Selection:
<<<<
Let's consider an example with $n=4$ and $k=0,1,2,3$ as in the previous example.
Say we want to compute the $12$'th message ($i = 12$). The number of possible solutions for $k = 0$ is 1, the number of possible solution for $k=1$ is 4, and $10$ for $k=2$. $1+4 < 12 < 1+4+10$ so we set $k=2$.
Now we run `getP(7,0,4,2)` (`sncr` sums the number of solutions for $r < k$ so `12-sncr(4,2) = 12-(4+1) = 5`).
The number of messages with $k-1 = 1$ is 4, so we enter the else branch. If we look at the table above, this makes sense because we cannot get to $i=12$ by placing $0$ as the first number for $k=2$.
Now we call `getC(7-4=3,1,3,2)`. The number of possible messages with $k=1$ is now $3$ (we must start with $1$ and not $0$), so we again enter the else branch. This makes sense because we cannot get to $i=12$ by placing $1$ as the first number for $k=2$.
Now we call `getC(3-3=0,2,2,2)`. The number of possible messages with $k=1$ is now $2$ (we must start with $2$), so now we enter the then branch. This makes sense because we **can** get to $i=12$ by placing $2$ as the first number for $k=2$. 2 is added to the end of the solution here, effectively building the solution in reverse. Note that this does not matter since we are not counting on the elements having a specific order.
>>>>
Material provided:
<<<<
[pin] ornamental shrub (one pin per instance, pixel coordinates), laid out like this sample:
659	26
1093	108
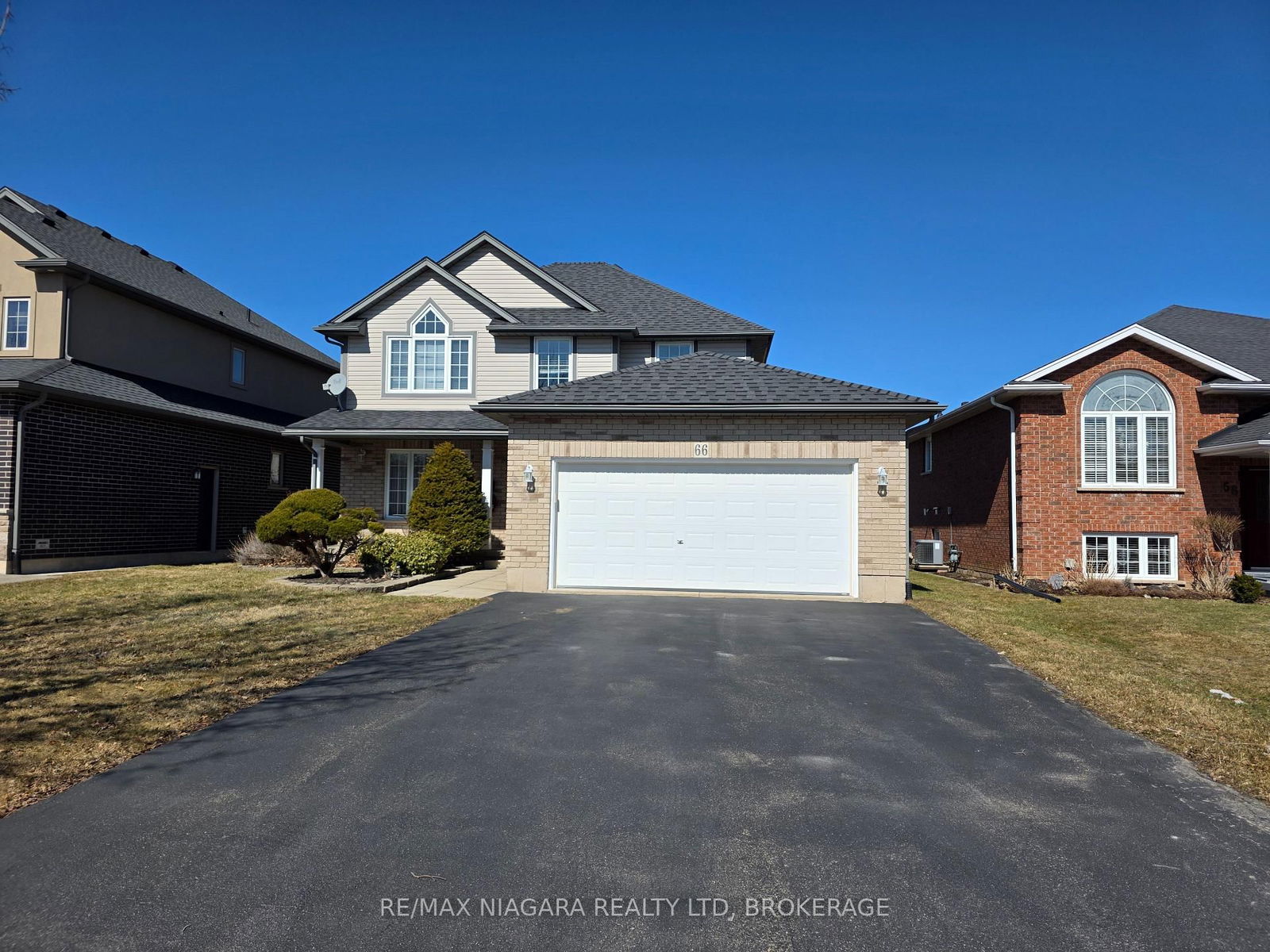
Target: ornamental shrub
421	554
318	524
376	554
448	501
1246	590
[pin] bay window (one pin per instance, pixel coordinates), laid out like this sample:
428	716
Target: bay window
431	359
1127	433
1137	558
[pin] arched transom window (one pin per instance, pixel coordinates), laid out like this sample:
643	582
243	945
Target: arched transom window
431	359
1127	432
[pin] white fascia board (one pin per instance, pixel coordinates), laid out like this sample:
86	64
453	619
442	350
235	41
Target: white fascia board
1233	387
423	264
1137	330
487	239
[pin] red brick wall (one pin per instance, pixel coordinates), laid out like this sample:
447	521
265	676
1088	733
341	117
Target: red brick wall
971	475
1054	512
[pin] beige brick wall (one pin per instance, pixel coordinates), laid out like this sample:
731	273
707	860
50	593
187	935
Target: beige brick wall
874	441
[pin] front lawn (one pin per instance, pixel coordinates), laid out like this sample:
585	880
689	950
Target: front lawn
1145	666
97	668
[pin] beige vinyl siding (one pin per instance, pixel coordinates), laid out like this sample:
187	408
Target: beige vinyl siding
>>>>
Exercise tasks:
**A)** Quote the worked example word for word, from the passage that opens with the words containing "Let's consider an" and closes with "placing $0$ as the first number for $k=2$.".
**B)** For each statement, answer yes or no according to the worked example, and quote the words that decide it: (i) there are 4 possible solutions for $k=1$; (ii) the solution is built in forward order; (iii) the call `getC(3-3=0,2,2,2)` enters the else branch.
The material was taken from a different source.

Complete answers:
**A)**
Let's consider an example with $n=4$ and $k=0,1,2,3$ as in the previous example.
Say we want to compute the $12$'th message ($i = 12$). The number of possible solutions for $k = 0$ is 1, the number of possible solution for $k=1$ is 4, and $10$ for $k=2$. $1+4 < 12 < 1+4+10$ so we set $k=2$.
Now we run `getP(7,0,4,2)` (`sncr` sums the number of solutions for $r < k$ so `12-sncr(4,2) = 12-(4+1) = 5`).
The number of messages with $k-1 = 1$ is 4, so we enter the else branch. If we look at the table above, this makes sense because we cannot get to $i=12$ by placing $0$ as the first number for $k=2$.

**B)**
(i) Yes: "the number of possible solution for $k=1$ is 4"
(ii) No: "effectively building the solution in reverse"
(iii) No: "so now we enter the then branch"